● Source document:
^^^^

Interview with Nicolai Peitersen, Co-Founder and Executive Chairman at Wikifactory

Wikifactory is a social platform and online collaboration system to make almost any physical product, anywhere in the world, with just a laptop and an internet connection.

Effectively, you could build a complex drone or a solar-powered car and start your product business, from the comfort of your living room. Or, if you’re a company, you can integrate Wikifactory into your existing workflows at the click of a button and build out your team, gain local market insights, and develop ideas all in one workspace together.

Innovation by our 90,000 users spans robotics, drones, electric vehicles, biotech lab equipment, agri-tech, biomaterials for fashion, smart furniture, and even PPE and ventilators for COVID-19. They’re working across 190 countries in international virtual teams.
 
 
Wikifactory: era of collaboration and digital manufacturing
 

How did you come up with the idea for the company?

 
In 2013, I wrote a book called The Ethical Economy, which explored how to build quantifiable company value from ethical capital. Some years later, I was introduced to Christina Rebel, Tom Salfield and Max Kampik; now my three other co-founders at Wikifactory. They shared my vision of accelerating towards a paradigm shift for a more distributed model of making and producing the products that we need through internet-enabled technologies.

They had started out on another project focussed on digitally fabricated, low cost homes. But then we wondered, why stop there? We launched our beta in 2019 and today we have a fast-growth tech company with a global community of 90,000 users growing at a monthly rate of 15%, and 4,500 products on our platform which are available for anyone to download and build upon. 52% of new products come from developing economies, while 16% are for developing countries.

^^^^

● Data to examine:
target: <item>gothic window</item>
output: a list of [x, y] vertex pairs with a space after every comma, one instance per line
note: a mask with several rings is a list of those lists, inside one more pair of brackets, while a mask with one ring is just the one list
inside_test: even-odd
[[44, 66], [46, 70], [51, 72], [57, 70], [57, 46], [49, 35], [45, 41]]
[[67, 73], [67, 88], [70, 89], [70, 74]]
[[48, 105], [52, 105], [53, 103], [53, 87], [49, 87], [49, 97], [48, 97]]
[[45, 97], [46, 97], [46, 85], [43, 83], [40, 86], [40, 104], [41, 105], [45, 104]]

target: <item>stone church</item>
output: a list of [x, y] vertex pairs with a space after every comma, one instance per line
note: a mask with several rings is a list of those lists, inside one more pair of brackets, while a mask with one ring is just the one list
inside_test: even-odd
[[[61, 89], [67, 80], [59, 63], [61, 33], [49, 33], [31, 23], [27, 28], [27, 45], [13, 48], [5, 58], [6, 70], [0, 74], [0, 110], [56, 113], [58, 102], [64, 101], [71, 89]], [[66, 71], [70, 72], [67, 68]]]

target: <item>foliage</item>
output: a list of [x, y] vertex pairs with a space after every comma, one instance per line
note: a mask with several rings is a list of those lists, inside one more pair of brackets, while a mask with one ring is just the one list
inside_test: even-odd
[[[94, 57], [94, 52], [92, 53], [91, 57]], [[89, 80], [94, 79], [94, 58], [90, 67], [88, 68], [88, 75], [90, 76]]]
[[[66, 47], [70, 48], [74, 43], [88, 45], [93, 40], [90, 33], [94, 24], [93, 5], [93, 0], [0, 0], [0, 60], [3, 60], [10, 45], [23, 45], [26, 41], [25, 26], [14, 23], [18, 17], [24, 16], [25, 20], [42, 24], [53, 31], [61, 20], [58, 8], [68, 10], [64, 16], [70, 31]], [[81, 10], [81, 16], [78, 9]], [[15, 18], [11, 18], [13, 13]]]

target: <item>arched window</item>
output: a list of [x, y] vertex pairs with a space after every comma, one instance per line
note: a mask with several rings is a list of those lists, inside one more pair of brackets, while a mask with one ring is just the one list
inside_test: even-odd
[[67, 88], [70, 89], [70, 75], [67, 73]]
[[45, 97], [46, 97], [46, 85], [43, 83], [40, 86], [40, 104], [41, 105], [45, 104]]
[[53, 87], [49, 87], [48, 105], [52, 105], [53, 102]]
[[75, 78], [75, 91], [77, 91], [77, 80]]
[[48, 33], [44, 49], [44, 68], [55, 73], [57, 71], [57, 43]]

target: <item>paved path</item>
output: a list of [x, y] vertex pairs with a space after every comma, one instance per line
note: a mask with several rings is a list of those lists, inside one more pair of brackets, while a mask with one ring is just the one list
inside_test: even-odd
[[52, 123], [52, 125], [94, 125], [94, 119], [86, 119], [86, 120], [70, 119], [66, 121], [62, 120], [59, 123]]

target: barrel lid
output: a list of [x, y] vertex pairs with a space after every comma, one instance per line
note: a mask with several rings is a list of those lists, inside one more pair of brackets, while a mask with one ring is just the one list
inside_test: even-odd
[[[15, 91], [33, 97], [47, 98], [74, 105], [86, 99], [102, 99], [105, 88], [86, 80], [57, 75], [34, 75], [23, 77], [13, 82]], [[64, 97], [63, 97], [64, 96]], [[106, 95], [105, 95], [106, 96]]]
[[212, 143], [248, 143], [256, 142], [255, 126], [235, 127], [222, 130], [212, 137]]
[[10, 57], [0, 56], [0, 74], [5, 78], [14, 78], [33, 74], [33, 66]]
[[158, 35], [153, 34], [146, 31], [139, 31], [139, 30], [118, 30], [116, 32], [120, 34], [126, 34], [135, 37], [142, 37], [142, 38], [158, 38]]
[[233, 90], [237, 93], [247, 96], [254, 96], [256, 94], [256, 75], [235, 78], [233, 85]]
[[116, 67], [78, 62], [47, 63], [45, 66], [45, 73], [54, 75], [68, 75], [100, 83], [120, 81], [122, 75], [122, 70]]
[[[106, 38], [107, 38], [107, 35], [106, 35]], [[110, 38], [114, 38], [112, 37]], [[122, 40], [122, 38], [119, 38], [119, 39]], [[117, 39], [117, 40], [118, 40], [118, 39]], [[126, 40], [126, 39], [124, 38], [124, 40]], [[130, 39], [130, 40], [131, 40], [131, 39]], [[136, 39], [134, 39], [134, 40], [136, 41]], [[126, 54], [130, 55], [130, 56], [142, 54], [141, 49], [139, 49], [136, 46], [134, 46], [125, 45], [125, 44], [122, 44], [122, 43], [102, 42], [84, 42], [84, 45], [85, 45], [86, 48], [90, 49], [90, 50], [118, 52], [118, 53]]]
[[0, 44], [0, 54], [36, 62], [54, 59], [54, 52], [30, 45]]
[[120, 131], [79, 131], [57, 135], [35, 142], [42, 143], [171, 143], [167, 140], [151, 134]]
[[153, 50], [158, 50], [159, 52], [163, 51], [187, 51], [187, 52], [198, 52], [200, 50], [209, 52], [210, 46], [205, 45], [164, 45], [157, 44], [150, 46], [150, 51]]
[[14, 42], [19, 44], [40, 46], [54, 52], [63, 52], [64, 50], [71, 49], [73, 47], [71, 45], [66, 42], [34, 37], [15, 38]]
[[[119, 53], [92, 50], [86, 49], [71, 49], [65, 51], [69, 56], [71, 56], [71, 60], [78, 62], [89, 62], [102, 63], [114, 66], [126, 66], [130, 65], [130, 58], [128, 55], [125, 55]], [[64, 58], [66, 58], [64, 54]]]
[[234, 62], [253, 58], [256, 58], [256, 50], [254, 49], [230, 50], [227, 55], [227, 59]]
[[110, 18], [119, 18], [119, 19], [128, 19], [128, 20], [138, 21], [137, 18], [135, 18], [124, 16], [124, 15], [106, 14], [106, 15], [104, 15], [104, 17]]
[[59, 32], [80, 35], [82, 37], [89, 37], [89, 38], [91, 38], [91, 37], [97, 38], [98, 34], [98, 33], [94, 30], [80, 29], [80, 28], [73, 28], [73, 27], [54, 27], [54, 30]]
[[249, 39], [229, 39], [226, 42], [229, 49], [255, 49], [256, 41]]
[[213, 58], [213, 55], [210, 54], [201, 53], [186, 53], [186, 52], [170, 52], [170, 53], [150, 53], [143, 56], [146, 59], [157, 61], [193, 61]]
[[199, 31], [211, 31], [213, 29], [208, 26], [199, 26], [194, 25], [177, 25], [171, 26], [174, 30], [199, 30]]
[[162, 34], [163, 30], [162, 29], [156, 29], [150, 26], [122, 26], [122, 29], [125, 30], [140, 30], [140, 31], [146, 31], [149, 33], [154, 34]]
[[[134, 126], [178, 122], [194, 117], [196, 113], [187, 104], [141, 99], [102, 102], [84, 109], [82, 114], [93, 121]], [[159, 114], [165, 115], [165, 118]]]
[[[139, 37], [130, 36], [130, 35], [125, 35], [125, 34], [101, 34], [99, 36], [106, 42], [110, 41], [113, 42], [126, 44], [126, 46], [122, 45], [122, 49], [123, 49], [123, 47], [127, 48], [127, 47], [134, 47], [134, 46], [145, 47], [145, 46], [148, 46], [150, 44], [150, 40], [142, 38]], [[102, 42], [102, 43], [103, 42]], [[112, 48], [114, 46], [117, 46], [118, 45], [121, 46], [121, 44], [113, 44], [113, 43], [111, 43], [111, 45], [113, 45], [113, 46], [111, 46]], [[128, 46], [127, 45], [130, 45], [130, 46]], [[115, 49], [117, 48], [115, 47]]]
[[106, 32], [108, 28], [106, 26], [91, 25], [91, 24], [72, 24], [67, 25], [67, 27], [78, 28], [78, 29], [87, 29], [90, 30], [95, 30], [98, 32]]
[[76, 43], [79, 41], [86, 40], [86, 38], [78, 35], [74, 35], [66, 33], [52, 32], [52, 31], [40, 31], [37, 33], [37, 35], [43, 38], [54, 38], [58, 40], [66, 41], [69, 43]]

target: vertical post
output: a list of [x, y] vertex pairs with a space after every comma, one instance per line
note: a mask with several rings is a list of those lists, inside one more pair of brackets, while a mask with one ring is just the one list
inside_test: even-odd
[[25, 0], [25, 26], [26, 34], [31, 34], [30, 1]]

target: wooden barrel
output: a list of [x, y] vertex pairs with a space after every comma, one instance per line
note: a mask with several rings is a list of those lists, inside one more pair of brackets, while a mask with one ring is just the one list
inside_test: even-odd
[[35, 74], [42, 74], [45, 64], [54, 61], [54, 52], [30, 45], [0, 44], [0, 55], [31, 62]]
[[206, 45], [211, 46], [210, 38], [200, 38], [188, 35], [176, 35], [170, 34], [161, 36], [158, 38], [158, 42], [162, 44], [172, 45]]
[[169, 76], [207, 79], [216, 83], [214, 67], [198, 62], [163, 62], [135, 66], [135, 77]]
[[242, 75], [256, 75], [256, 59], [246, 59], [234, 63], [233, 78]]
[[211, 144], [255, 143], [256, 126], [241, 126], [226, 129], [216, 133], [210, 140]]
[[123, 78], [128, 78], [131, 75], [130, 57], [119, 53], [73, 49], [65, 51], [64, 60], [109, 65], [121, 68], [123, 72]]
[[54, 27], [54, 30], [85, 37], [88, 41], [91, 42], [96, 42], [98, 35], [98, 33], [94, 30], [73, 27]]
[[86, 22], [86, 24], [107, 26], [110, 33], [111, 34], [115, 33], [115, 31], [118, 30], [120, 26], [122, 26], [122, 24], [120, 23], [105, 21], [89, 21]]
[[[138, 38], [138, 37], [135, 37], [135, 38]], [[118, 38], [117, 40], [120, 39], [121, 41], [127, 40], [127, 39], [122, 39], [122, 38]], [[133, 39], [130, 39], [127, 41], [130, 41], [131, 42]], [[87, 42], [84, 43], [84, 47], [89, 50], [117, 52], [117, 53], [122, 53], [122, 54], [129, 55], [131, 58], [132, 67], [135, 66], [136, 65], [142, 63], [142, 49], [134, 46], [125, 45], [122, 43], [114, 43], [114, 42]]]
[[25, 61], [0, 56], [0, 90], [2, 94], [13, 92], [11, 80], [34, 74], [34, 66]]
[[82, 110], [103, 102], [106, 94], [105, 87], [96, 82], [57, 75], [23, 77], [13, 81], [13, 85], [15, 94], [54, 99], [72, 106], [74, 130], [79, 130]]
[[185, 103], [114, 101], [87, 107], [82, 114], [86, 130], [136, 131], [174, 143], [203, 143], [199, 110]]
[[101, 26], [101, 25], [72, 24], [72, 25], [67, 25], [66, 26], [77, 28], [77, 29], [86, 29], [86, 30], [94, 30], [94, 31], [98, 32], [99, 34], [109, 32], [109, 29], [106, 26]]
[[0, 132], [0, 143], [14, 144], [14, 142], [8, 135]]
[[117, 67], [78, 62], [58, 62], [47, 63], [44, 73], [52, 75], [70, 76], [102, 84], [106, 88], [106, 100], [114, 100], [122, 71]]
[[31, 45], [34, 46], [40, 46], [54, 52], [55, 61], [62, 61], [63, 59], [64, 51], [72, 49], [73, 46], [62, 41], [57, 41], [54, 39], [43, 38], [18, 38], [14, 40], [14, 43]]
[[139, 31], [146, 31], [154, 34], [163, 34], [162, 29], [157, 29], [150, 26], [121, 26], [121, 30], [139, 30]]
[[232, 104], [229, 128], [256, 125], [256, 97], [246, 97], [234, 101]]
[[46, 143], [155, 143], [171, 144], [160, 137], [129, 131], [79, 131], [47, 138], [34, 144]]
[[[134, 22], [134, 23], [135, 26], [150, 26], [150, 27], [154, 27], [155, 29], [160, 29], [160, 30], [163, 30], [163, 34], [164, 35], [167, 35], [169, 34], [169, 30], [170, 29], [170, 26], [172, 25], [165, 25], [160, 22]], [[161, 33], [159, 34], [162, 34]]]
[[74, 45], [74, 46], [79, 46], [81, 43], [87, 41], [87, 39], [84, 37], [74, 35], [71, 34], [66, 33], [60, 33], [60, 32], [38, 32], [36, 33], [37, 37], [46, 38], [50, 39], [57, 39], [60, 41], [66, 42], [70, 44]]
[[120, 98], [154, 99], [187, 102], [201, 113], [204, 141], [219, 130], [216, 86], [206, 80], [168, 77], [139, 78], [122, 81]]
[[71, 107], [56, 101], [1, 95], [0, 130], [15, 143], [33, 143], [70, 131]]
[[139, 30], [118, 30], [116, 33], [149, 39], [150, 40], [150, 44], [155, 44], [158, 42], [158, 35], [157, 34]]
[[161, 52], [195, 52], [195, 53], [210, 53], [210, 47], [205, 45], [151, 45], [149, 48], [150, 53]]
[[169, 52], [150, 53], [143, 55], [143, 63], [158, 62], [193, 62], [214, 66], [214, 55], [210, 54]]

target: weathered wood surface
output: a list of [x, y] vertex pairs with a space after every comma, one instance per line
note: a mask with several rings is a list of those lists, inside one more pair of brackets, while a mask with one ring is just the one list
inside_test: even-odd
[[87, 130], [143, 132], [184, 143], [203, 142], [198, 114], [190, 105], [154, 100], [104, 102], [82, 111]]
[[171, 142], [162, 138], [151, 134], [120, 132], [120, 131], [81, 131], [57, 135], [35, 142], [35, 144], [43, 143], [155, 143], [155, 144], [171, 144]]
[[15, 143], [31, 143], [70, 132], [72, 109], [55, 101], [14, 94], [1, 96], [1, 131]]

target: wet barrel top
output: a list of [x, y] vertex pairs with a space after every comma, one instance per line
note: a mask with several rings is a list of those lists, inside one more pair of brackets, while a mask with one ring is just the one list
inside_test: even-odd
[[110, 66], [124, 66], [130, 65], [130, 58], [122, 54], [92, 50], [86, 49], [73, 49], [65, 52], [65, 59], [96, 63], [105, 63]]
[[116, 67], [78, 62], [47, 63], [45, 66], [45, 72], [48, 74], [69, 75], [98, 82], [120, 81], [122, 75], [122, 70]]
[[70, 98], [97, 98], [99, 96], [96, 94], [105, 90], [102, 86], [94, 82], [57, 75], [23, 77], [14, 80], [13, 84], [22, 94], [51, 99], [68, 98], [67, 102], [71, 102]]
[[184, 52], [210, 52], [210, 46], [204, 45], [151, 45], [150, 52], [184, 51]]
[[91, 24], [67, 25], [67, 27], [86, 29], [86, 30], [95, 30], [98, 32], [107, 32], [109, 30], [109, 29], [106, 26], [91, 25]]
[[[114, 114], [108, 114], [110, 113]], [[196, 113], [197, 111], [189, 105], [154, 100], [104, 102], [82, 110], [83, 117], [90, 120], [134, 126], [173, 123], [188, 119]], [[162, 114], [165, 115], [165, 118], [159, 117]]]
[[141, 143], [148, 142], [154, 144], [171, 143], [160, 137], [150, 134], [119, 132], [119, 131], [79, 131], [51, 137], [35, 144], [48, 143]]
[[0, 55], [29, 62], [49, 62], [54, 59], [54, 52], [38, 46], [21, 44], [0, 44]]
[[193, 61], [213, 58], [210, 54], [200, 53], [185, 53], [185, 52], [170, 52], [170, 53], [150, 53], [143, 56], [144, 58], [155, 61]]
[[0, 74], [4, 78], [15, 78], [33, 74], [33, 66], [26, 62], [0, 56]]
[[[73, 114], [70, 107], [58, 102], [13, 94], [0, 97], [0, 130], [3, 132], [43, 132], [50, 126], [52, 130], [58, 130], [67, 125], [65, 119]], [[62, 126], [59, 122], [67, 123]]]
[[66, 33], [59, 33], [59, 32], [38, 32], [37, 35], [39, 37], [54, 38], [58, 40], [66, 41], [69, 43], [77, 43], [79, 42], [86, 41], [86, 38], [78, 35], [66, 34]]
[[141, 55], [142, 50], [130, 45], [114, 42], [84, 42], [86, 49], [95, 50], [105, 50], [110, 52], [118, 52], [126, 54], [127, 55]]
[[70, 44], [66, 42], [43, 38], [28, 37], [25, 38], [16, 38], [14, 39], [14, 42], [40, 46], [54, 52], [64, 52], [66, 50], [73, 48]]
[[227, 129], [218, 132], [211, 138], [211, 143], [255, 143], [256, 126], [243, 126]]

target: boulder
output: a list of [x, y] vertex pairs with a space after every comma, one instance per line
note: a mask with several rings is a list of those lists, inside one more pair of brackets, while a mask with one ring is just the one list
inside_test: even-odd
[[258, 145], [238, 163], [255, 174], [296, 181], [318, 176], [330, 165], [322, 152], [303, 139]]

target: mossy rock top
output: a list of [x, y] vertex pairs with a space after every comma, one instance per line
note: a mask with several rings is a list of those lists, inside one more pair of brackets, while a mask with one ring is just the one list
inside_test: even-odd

^^^^

● Questions:
a) List the four co-founders of Wikifactory named in the Wikifactory interview.
b) Answer these questions from the Wikifactory interview:
(i) Across how many countries are Wikifactory users working?
(ii) In what year was The Ethical Economy written?
(iii) What percentage of new products come from developing economies?
c) Reproduce the passage of the Wikifactory interview starting at "Wikifactory: era of" and ending at "through internet-enabled technologies.".

● Solutions by task:
a)
Nicolai Peitersen
Christina Rebel
Tom Salfield
Max Kampik

b)
(i) 190 countries
(ii) 2013
(iii) 52%

c)
Wikifactory: era of collaboration and digital manufacturing
 

How did you come up with the idea for the company?

 
In 2013, I wrote a book called The Ethical Economy, which explored how to build quantifiable company value from ethical capital. Some years later, I was introduced to Christina Rebel, Tom Salfield and Max Kampik; now my three other co-founders at Wikifactory. They shared my vision of accelerating towards a paradigm shift for a more distributed model of making and producing the products that we need through internet-enabled technologies.